-- Exercise directions --
You are asked to reproduce the listing exactly and to omit its pictures.

-- Entries provided --
· · · · · · ·
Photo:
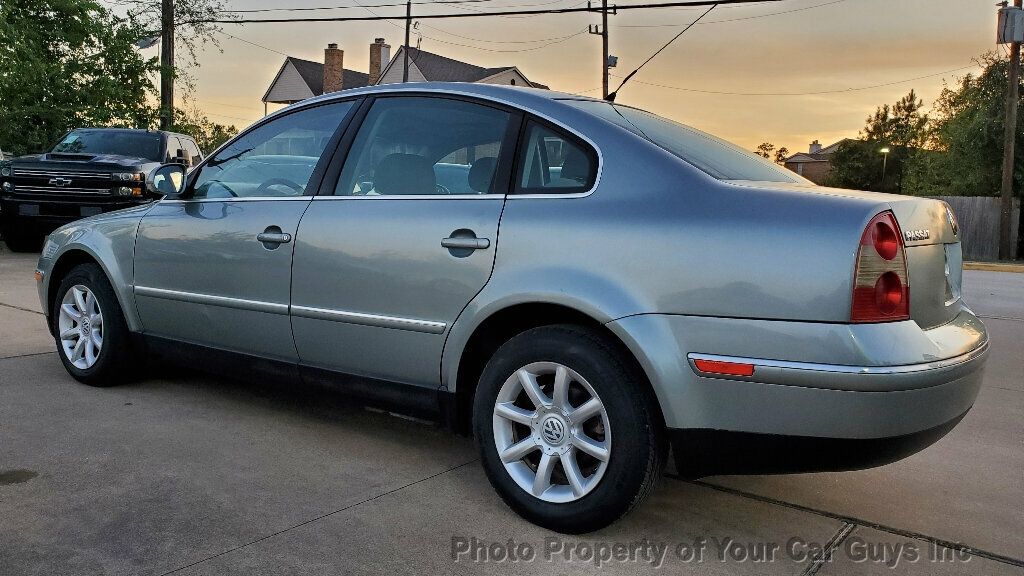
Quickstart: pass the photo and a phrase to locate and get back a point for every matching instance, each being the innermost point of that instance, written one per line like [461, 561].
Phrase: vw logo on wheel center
[553, 429]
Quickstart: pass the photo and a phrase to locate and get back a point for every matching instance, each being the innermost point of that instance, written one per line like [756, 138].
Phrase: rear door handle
[464, 243]
[273, 238]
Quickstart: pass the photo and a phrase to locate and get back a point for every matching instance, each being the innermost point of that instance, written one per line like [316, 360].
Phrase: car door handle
[273, 237]
[464, 243]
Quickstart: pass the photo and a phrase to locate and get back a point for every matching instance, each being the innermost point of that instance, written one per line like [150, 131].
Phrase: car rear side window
[275, 159]
[420, 146]
[552, 162]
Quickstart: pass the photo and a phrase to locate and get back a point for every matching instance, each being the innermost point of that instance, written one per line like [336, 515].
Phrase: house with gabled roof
[299, 79]
[815, 164]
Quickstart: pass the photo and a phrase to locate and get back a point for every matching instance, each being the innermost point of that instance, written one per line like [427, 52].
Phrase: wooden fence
[979, 221]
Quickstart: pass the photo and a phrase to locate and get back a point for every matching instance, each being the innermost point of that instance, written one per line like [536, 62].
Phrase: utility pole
[1009, 139]
[602, 31]
[166, 64]
[409, 26]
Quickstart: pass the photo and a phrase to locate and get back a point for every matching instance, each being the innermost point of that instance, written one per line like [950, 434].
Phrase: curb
[994, 266]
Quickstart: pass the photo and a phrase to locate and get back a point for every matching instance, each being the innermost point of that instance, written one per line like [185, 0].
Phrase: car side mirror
[182, 158]
[167, 180]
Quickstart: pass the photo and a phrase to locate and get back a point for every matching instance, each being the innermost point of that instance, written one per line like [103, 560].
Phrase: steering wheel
[280, 181]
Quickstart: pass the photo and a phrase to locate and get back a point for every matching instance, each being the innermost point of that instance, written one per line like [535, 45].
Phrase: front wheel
[566, 428]
[91, 334]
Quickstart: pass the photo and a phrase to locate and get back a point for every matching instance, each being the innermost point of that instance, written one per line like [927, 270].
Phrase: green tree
[965, 142]
[66, 64]
[209, 135]
[900, 128]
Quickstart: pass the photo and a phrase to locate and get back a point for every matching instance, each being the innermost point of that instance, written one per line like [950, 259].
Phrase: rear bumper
[811, 380]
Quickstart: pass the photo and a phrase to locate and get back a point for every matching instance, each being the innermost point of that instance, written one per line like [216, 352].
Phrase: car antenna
[611, 96]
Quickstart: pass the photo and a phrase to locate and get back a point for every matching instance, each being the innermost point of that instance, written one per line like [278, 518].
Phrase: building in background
[814, 164]
[299, 79]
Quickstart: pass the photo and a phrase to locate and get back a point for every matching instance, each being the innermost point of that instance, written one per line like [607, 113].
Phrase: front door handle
[272, 237]
[466, 243]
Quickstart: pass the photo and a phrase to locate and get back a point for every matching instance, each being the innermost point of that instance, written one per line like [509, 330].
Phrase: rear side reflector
[881, 287]
[727, 368]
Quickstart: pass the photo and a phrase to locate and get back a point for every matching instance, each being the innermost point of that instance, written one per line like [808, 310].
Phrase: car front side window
[426, 146]
[274, 160]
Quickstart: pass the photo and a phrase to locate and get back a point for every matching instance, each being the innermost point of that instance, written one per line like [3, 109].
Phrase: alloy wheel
[551, 432]
[80, 323]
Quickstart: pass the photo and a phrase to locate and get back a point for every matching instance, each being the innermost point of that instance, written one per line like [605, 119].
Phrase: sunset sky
[785, 47]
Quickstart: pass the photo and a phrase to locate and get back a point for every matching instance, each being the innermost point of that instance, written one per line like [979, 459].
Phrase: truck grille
[62, 181]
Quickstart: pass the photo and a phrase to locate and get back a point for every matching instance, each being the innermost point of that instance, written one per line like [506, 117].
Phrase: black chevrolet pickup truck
[89, 171]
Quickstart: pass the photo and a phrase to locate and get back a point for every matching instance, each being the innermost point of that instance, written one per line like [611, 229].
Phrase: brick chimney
[333, 69]
[380, 53]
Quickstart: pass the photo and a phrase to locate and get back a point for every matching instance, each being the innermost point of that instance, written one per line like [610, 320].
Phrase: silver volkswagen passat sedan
[579, 284]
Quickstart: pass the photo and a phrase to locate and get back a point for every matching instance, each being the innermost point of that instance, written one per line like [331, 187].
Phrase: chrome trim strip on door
[375, 320]
[193, 297]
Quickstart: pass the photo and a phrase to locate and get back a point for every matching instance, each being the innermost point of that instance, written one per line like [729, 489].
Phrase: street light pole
[409, 25]
[1009, 139]
[885, 160]
[166, 65]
· · · · · · ·
-- Result --
Photo:
Quickstart: pass the photo and a phrase to locate and get back a point for every matching instance, each being the innermost point of that instance, written one per line like [461, 561].
Phrase: vw logo on wheel center
[553, 429]
Quickstart: pass the photo and a phrase to locate and get back a point for every matching instance, each being the innermost point of that instance, written one per line like [756, 138].
Phrase: rear door handle
[464, 243]
[273, 238]
Quickstart: pass the photo and a phrase to locate and get back a point for every matching instance, each being the innermost point of that instance, written one per line like [316, 360].
Phrase: car door handle
[273, 237]
[464, 243]
Quickstart: pass the photo and a phrase to locate and get back a point for every matching instance, each being the innermost point of that instance, written one per line like [150, 131].
Phrase: car rear side window
[275, 159]
[420, 146]
[552, 162]
Quickstart: pass the photo and a phrase to locate and get back a point for every matching instance, each being the innermost point of that instance, written one per line like [336, 515].
Phrase: house with gabled roof
[299, 79]
[815, 164]
Quickstart: pass the photo and a phrase to locate and get back a point for every matching instance, each being the innermost point of that instance, written one per line like [427, 52].
Phrase: wooden fence
[979, 221]
Quickstart: pass the photo and a phrase to locate and get back a point for every matching instance, each being the innermost point of that instance, written one per line like [536, 62].
Phrase: utility pole
[1009, 139]
[602, 31]
[166, 64]
[409, 26]
Quickstart: pass the photo and a phrase to locate and get back a point for every matching instance, each being the innermost point of that instance, written one per line like [950, 434].
Phrase: curb
[994, 266]
Quickstart: pass the photo and a phrase to locate and get back a point for every matching instance, each being the innermost point of that instance, written one per line like [185, 0].
Phrase: car side mirror
[182, 158]
[167, 180]
Quickstart: pass the photo and a phrase to locate and get back a point for every matching instance, each being the innermost point of that instance, written one per line like [103, 560].
Phrase: steering wheel
[280, 181]
Quickstart: pass the photo and a phrase to locate and get back a point for every matching instance, each being the innermost point of that instance, written one per line like [535, 45].
Phrase: front wheel
[566, 428]
[91, 334]
Quickstart: pass the photo and a phrase to locate and get back a point for every matching instance, each being the innermost point of that instance, written one per line like [927, 270].
Phrase: green tree
[965, 142]
[66, 64]
[209, 135]
[900, 128]
Quickstart: pass the photo and a phrase to locate and get back a point for every matching instance, each being the innermost point of that instance, written one per line like [950, 259].
Phrase: rear bumper
[811, 380]
Quickstart: pass the photo and a phrase to locate and get back a point for every matching instance, each being the innermost point of that instance, written one per line like [216, 352].
Phrase: car antenna
[611, 96]
Quickstart: pass the photo and a phrase to locate and get back a point for every matching instance, each being the innermost point of that instance, written one per line like [278, 518].
Phrase: building in background
[814, 164]
[299, 79]
Quickstart: pass the photo and a phrase to locate and get back a point for every matching instance, each being the innermost point of that instance, written one per line like [607, 113].
Phrase: front door handle
[272, 237]
[466, 243]
Quickstart: pass the photo and a phrase to locate and get back a point for every matching instance, each being the innermost point of that instance, written one per line like [509, 330].
Phrase: rear side reflector
[881, 287]
[727, 368]
Quickstart: pass the photo and a phrase to locate and get back a point for every matching instance, each being the innermost point of that instance, written one per line like [808, 310].
Phrase: car front side window
[426, 146]
[274, 160]
Quickstart: pass the photo and a phrase to locate and get back a point for every matching instance, each being the innermost point of that instance, written one per line like [3, 109].
Phrase: alloy wheel
[551, 432]
[80, 323]
Quickstart: pass the photo and a phrase to locate and get back a point for every matching instance, each being the innermost point of that instance, written one per line like [605, 119].
Phrase: sunset sky
[785, 47]
Quickstart: pass the photo and a phrase to locate and get back a point for every matching instance, each being the innermost point of that instance, written one per line like [979, 459].
Phrase: truck grille
[62, 181]
Quickstart: pass the photo and a phrase to locate and get back a point for every matching instance, each being the innermost point of that instance, written one per line like [506, 117].
Phrase: black chevrolet pickup truck
[89, 171]
Quickstart: pass the photo and a phrase to locate and get back a point for every matching instance, each being the innermost point of that instance, written one per line like [611, 229].
Phrase: brick chimney
[333, 69]
[380, 53]
Quickstart: pass the photo and a phrase to locate and get back a point for every matching instance, each being the innermost point of that instance, written one per line like [610, 320].
Phrase: silver volkswagen passat sedan
[579, 284]
Quickstart: pass the photo and a phrase to locate and get back a point for every matching instance, each being the innermost point of that instance, written one per line like [331, 187].
Phrase: chrome trim strip on door
[375, 320]
[193, 297]
Quickstart: pass the photo and a phrase to locate and get back a point for every matching instance, each being the innermost point of that instance, written one per line like [729, 489].
Phrase: street light pole
[409, 25]
[1009, 139]
[885, 160]
[166, 65]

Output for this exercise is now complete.